§ Written instruction
Pictures are not part of the copy; repeat everything else in the records exactly.

§ Information provided

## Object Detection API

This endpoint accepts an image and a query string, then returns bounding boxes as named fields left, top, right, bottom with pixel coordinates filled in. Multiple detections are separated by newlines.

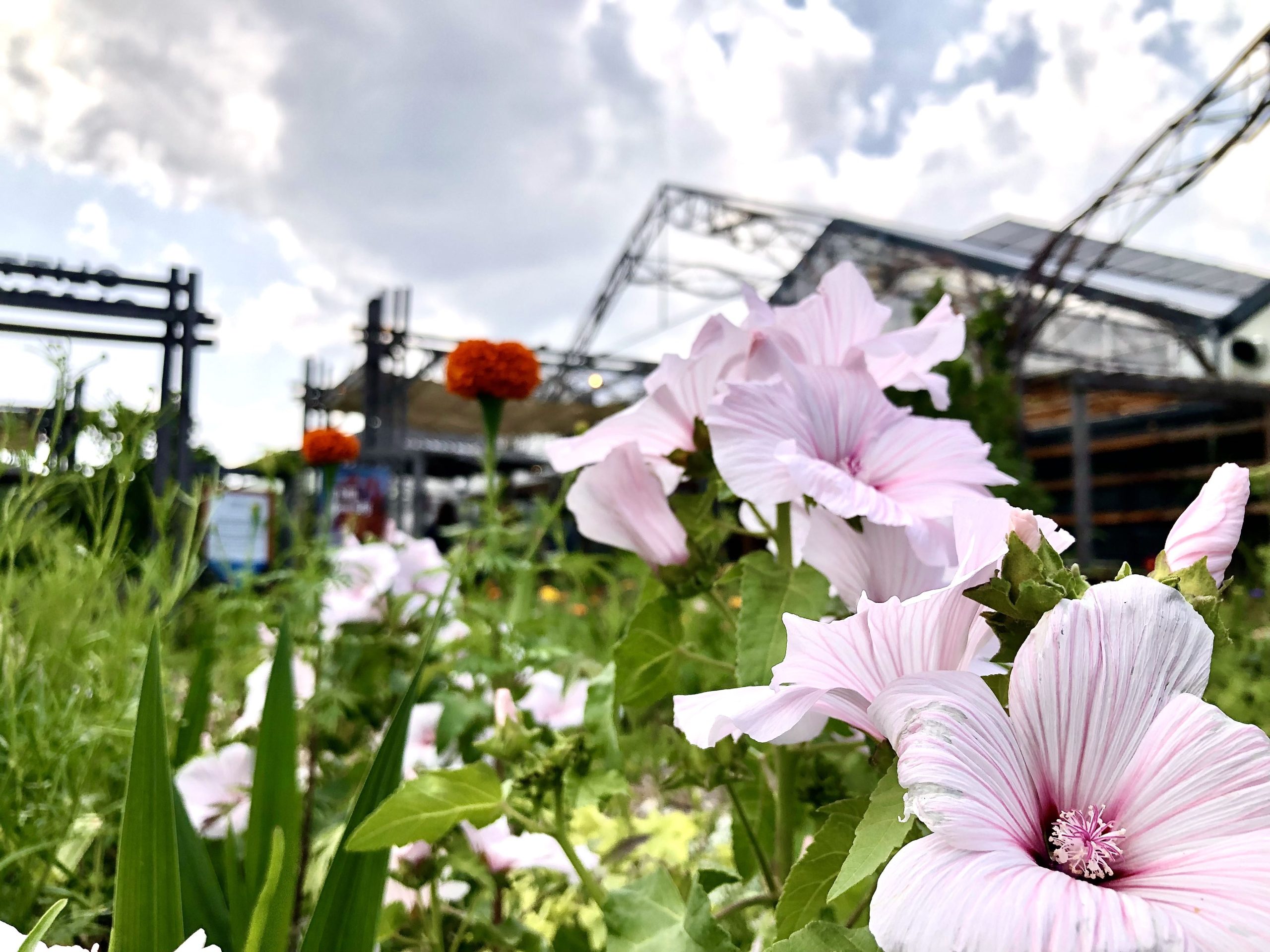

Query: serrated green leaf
left=244, top=623, right=300, bottom=952
left=737, top=551, right=829, bottom=687
left=173, top=781, right=234, bottom=952
left=768, top=922, right=878, bottom=952
left=603, top=868, right=730, bottom=952
left=111, top=631, right=186, bottom=952
left=18, top=898, right=66, bottom=952
left=828, top=764, right=913, bottom=900
left=348, top=763, right=503, bottom=853
left=613, top=598, right=683, bottom=707
left=581, top=661, right=622, bottom=771
left=776, top=797, right=869, bottom=939
left=300, top=599, right=459, bottom=952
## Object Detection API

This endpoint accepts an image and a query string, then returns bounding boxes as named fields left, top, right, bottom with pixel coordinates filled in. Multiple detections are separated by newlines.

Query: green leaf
left=776, top=797, right=869, bottom=939
left=245, top=828, right=287, bottom=952
left=172, top=645, right=216, bottom=769
left=300, top=612, right=454, bottom=952
left=581, top=661, right=622, bottom=771
left=111, top=631, right=186, bottom=952
left=18, top=898, right=66, bottom=952
left=737, top=551, right=829, bottom=687
left=767, top=922, right=878, bottom=952
left=613, top=598, right=683, bottom=707
left=605, top=868, right=730, bottom=952
left=244, top=622, right=300, bottom=952
left=828, top=764, right=913, bottom=901
left=683, top=880, right=737, bottom=952
left=173, top=796, right=234, bottom=952
left=347, top=763, right=503, bottom=852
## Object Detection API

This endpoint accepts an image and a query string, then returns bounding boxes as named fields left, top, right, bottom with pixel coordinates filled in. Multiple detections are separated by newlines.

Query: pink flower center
left=1049, top=806, right=1124, bottom=880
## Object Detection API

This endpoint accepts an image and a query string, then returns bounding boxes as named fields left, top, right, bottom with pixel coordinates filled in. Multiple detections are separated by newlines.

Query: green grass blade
left=172, top=645, right=216, bottom=769
left=111, top=632, right=186, bottom=952
left=18, top=898, right=66, bottom=952
left=245, top=828, right=287, bottom=952
left=245, top=625, right=300, bottom=952
left=300, top=611, right=443, bottom=952
left=173, top=796, right=234, bottom=952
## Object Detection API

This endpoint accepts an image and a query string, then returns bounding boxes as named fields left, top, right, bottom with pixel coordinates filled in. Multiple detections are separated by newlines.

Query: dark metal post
left=1072, top=386, right=1093, bottom=569
left=362, top=295, right=383, bottom=454
left=177, top=272, right=198, bottom=490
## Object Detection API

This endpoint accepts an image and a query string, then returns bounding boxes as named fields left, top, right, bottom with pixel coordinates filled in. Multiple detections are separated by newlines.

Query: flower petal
left=1105, top=694, right=1270, bottom=875
left=1110, top=830, right=1270, bottom=952
left=869, top=834, right=1195, bottom=952
left=803, top=506, right=949, bottom=607
left=565, top=443, right=689, bottom=565
left=1010, top=575, right=1213, bottom=811
left=869, top=671, right=1045, bottom=855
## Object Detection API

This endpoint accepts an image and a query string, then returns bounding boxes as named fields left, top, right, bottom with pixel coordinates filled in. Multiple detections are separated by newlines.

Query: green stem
left=776, top=503, right=794, bottom=569
left=772, top=745, right=798, bottom=882
left=551, top=784, right=608, bottom=909
left=723, top=780, right=780, bottom=895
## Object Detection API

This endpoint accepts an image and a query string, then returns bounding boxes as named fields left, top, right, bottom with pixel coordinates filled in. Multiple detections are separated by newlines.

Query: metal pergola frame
left=0, top=256, right=216, bottom=492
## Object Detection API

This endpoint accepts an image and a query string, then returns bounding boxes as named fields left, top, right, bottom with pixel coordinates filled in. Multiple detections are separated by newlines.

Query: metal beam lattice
left=1011, top=27, right=1270, bottom=363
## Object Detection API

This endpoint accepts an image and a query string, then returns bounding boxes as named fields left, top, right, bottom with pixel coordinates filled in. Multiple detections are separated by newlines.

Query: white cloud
left=66, top=202, right=120, bottom=259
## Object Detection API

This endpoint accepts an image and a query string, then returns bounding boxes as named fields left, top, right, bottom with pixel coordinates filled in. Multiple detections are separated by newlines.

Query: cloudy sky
left=0, top=0, right=1270, bottom=462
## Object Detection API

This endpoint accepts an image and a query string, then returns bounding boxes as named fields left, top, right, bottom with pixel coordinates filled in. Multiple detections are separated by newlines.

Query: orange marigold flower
left=446, top=340, right=541, bottom=400
left=300, top=426, right=362, bottom=466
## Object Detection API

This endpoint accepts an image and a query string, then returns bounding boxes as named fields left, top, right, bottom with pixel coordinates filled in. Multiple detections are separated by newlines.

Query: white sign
left=206, top=491, right=273, bottom=571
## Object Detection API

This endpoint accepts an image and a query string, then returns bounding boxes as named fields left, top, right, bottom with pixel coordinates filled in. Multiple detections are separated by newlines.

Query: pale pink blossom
left=462, top=816, right=599, bottom=881
left=494, top=688, right=518, bottom=727
left=546, top=315, right=749, bottom=477
left=565, top=443, right=689, bottom=566
left=519, top=670, right=590, bottom=730
left=1165, top=463, right=1250, bottom=585
left=746, top=261, right=965, bottom=410
left=706, top=363, right=1015, bottom=526
left=230, top=656, right=318, bottom=737
left=869, top=576, right=1270, bottom=952
left=401, top=701, right=447, bottom=779
left=173, top=744, right=255, bottom=839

§ Solution for this task
## Object Detection API

This endpoint accepts an image and a query string, then returns bounding boxes as named fields left, top, right, bottom with pixel coordinates filled in. Multiple detections are separated by newlines.


Query: serrated green leaf
left=244, top=623, right=300, bottom=952
left=737, top=551, right=829, bottom=687
left=173, top=781, right=234, bottom=952
left=768, top=922, right=878, bottom=952
left=603, top=868, right=730, bottom=952
left=111, top=631, right=186, bottom=952
left=18, top=898, right=66, bottom=952
left=828, top=764, right=913, bottom=900
left=348, top=763, right=503, bottom=853
left=613, top=598, right=683, bottom=707
left=581, top=661, right=622, bottom=771
left=776, top=797, right=869, bottom=939
left=300, top=599, right=459, bottom=952
## Object Detection API

This endpoint accepts an image and a query string, then returns bounding boxes as named fields left, top, right, bottom with pixel coordinates filled in. Multiple detections are separated by newlines.

Query: green leaf
left=776, top=797, right=869, bottom=939
left=245, top=828, right=287, bottom=952
left=172, top=645, right=216, bottom=769
left=300, top=612, right=454, bottom=952
left=581, top=661, right=622, bottom=771
left=111, top=631, right=186, bottom=952
left=18, top=898, right=66, bottom=952
left=737, top=551, right=829, bottom=687
left=767, top=922, right=878, bottom=952
left=613, top=598, right=683, bottom=707
left=605, top=868, right=730, bottom=952
left=244, top=622, right=300, bottom=952
left=828, top=764, right=913, bottom=901
left=683, top=880, right=737, bottom=952
left=173, top=796, right=234, bottom=952
left=347, top=763, right=503, bottom=852
## Object Detection API

This endpoint accepts an image and a query string, then returns bounding boxes as named fields left, top, right, bottom with pixel coordinates filled in. Multiple detections are separated by newlines.

Query: pink flower center
left=1049, top=806, right=1124, bottom=880
## Object Detection API

This endpoint accepts an image and a query string, then returns bounding boxes as named fields left, top, right, bottom with pixel coordinates filled in. Multiple detections are separated by newlines.

Query: green grass blade
left=172, top=645, right=216, bottom=769
left=111, top=632, right=186, bottom=952
left=18, top=898, right=66, bottom=952
left=245, top=828, right=287, bottom=952
left=245, top=625, right=300, bottom=952
left=300, top=611, right=443, bottom=952
left=173, top=796, right=234, bottom=952
## Object Detection API

This endpoint accepts an image and a query string, then returns bounding boxes as named fields left, top, right, bottom with pixel coordinates filled in. Multiple detections are separated by newlines.

Query: dark metal post
left=1072, top=386, right=1093, bottom=569
left=362, top=295, right=383, bottom=454
left=177, top=272, right=198, bottom=490
## Object Detection API

This endpoint accepts an image and a query string, then returns bounding boxes as named fields left, top, right, bottom with pixel coordinates filled in. Multiple detections are separated by newlines.

Query: flower petal
left=1105, top=694, right=1270, bottom=875
left=1110, top=830, right=1270, bottom=952
left=869, top=834, right=1195, bottom=952
left=803, top=506, right=949, bottom=607
left=565, top=443, right=689, bottom=565
left=1010, top=575, right=1213, bottom=811
left=869, top=671, right=1045, bottom=855
## Object Detection API

This endpoint accepts an image and a query string, then returns bounding boxes as named fields left, top, right, bottom with pixel coordinates filled in. Multiple detections are separated by newlines.

Query: green stem
left=776, top=503, right=794, bottom=569
left=772, top=745, right=798, bottom=882
left=551, top=784, right=608, bottom=909
left=723, top=780, right=780, bottom=895
## Object Detection API

This endpoint accepts an image and a query string, then returns bounding boxes as named fields left, top, right, bottom with pixel coordinates filled in. Multiple detections are separated by newlines.

Query: metal pergola frame
left=0, top=256, right=216, bottom=492
## Object Detection API

This endpoint accepts an image and a query string, then returns bounding boxes as named fields left, top, right, bottom with pixel coordinates filled in. Multiple detections are separated by newlines.

Query: metal beam lattice
left=1011, top=27, right=1270, bottom=363
## Object Detection API

This endpoint accepts an image and a query string, then returns bounding boxes as named fields left, top, right, bottom with pixel coordinates filled in. Multiple detections are separated by newlines.

Query: white cloud
left=66, top=202, right=120, bottom=259
## Object Detection API

This endpoint accepts an image and a query string, then returns bounding boxes as named fields left, top, right, bottom with pixel coordinates filled in. Multiple detections are separated by newlines.

Query: cloudy sky
left=0, top=0, right=1270, bottom=462
## Object Detection API

This endpoint accepts an image and a query string, then returns bounding boxes as named fields left, top, right, bottom with pixel coordinates filled in. Multiple detections are separated by newlines.

Query: orange marigold flower
left=446, top=340, right=541, bottom=400
left=300, top=426, right=362, bottom=466
## Object Detection API

This endpoint accepts an image and a query string, then returns bounding boxes as named fields left, top, right, bottom with pixel coordinates filled in. Multiple detections are separated by newlines.

Query: white sign
left=206, top=491, right=273, bottom=571
## Object Detection API

This endpoint accepts an image and a query string, then returns bounding boxes as named fields left, top, right, bottom with pixel coordinates filled in. Multiple detections are separated by newlines.

Query: pale pink blossom
left=462, top=816, right=599, bottom=881
left=494, top=688, right=518, bottom=727
left=546, top=315, right=749, bottom=477
left=565, top=443, right=689, bottom=566
left=519, top=670, right=590, bottom=730
left=1165, top=463, right=1250, bottom=585
left=746, top=261, right=965, bottom=410
left=706, top=363, right=1015, bottom=526
left=230, top=656, right=318, bottom=737
left=869, top=576, right=1270, bottom=952
left=401, top=701, right=447, bottom=779
left=173, top=744, right=255, bottom=839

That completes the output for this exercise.